TEXT SEGMENT —
Dynamic Programming Interview Question #1 - Find Sets Of Numbers That Add Up To 16

Below is an outline of this video!

Also, here are a few links I thought you might like:

Outline:
0:00: Introduction to the problem
1:05: Clarifying questions you might ask
2:06: How I would approach this problem
3:54: How to solve this problem with recursion
6:48: A recursive solution in code
11:51: The problem with the recursive solution
12:28: A dynamic programming solution
16:12: The time complexity of the DP solution

CSDojo

I've been trying dynamic programming problems for a few weeks and it felt like I was banging my head against a wall. Honestly, I thought I was too dumb to understand it. Something about this video made things click for me. Thank you!!!

noobsdancing

Hi. Thank you for this task.
As for the code:
1.you don't need to check "if total<a[i]" because it's the same as "total-a[i]<0" and this case you already check in condition "if total<0" (two lines less in the code)
2.for the key it's better (I think) to choose a tuple (total, i), then you don't need to calculate the key (one line less in the code)
3.if you define the function "dp(arr, total, i, mem)" as a sub function of the function "count_sets_dp" then you can do it as "dp(total, i)" (two parameters less)
4.it;s better to check "if key in mem" after (not before) the basic checks (total==0, <0, i<0) because for these cases you know for sure you don't have items in the mem

serhiypidkuyko

Really great video man. I've been programming for years, but could never really wrap my head around dynamic programming/developing recursive algorithms. This definitely helped me on my way. Thank you!

SR-tijj

The tree explanation for this problem really helped, turns out that most DP questions follow a similar tree to compute all possible subsets/permutations

arjitb

3:50 made me laugh

You kept coming into frame from left and right then you just straight vsauce it.

notgate

Hi, thank you! Best programming tutorials I’ve seen. In two videos on DP you have exposed me to a hefty bag of tricks. I can’t wait to practically apply what you have shown me. Thanks again!

AlexanderMcNulty

Give this man a bigger white board (Great Explanation though)

vishalchauhan-qmnp

I was with you until about 4:30, then nothing made sense

theguildofsilence

You should count the time complexity on white board, It was a bit confusing for me to understand(can you give a better explanation for it for upcoming videos). But I understood the algorithm. Thanks man!!

STORED ROWS —
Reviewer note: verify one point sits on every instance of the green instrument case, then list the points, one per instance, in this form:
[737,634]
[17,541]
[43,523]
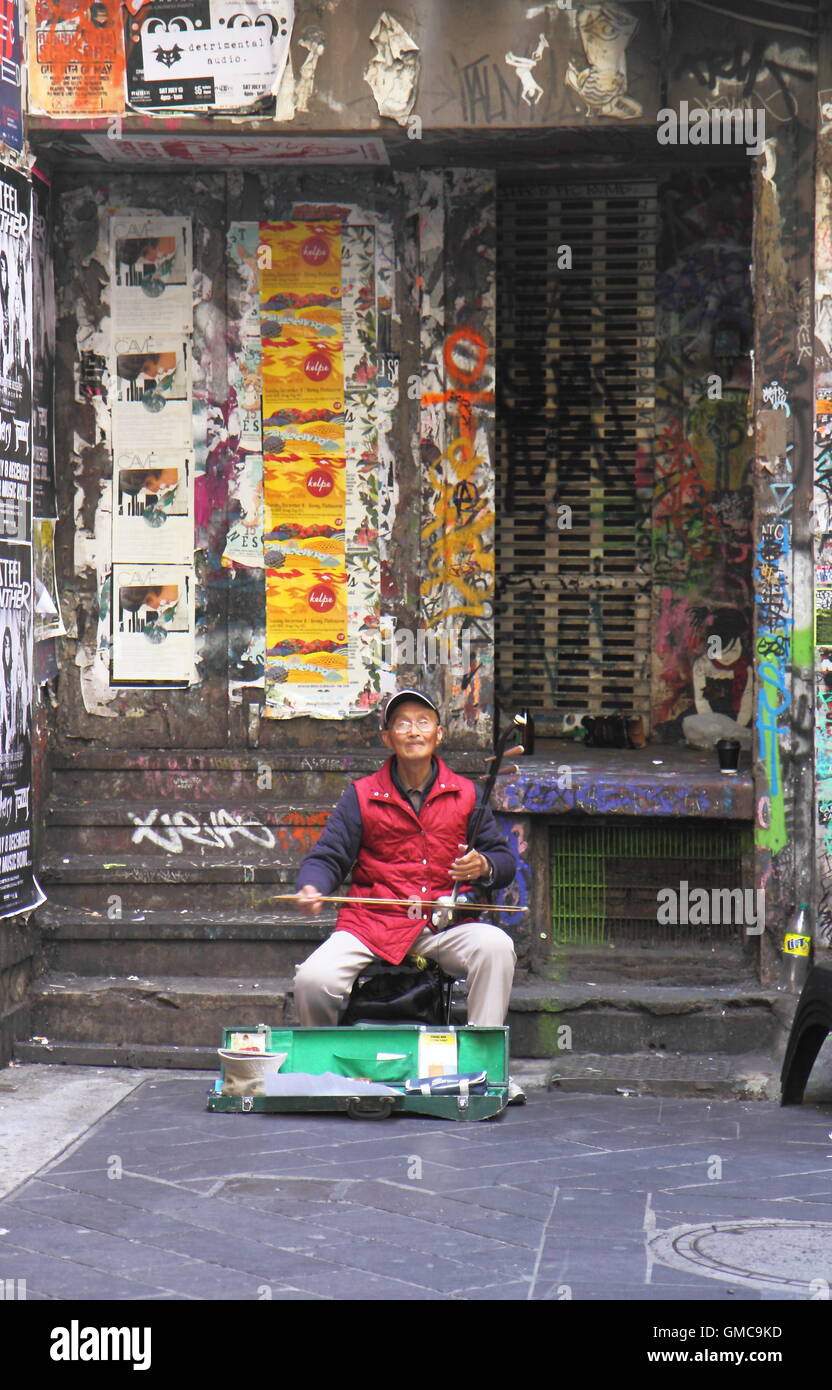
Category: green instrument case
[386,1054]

--

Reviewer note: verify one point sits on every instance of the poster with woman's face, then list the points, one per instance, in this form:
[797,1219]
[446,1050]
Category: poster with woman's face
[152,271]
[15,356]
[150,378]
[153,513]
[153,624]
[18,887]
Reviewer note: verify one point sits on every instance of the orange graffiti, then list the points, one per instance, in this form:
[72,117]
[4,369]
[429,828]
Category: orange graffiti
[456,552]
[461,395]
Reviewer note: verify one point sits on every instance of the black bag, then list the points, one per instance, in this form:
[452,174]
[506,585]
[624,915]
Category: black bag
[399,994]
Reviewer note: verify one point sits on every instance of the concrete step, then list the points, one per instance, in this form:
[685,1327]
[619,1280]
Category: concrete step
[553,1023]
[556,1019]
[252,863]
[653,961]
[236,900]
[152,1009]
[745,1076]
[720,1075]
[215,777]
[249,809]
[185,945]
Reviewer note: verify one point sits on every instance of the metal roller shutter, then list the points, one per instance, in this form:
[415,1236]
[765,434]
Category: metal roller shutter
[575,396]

---

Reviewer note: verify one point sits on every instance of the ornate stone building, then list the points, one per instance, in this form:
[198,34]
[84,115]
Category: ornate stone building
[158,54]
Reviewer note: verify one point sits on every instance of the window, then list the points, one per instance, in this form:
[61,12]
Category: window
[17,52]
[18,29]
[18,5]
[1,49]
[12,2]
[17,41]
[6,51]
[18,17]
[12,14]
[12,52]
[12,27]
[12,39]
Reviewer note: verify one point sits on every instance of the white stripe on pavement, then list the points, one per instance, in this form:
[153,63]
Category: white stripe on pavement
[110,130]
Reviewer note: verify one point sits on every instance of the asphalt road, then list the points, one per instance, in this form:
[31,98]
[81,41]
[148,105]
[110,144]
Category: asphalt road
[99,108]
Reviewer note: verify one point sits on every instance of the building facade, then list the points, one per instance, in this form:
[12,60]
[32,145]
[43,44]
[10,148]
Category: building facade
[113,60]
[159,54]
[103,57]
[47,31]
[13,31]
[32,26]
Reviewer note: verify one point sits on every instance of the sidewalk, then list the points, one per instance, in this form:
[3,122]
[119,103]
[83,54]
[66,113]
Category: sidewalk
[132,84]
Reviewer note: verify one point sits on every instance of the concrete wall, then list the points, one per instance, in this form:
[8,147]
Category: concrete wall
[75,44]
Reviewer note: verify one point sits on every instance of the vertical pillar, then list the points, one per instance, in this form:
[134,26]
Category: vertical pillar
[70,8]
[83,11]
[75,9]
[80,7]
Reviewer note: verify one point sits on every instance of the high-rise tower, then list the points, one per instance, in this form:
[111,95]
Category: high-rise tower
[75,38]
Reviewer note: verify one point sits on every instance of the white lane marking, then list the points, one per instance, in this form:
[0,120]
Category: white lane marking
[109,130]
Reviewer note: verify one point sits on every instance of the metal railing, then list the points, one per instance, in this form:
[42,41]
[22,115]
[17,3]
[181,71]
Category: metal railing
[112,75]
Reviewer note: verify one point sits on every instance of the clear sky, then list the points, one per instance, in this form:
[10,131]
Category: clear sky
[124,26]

WHAT NEEDS TO BE DONE — Can you reproduce, word for word, the part of the dynamic programming thread above that begins with the words "theguildofsilence" and ends with "algorithm. Thanks man!!"?

FINISHED ANSWER —
theguildofsilence

You should count the time complexity on white board, It was a bit confusing for me to understand(can you give a better explanation for it for upcoming videos). But I understood the algorithm. Thanks man!!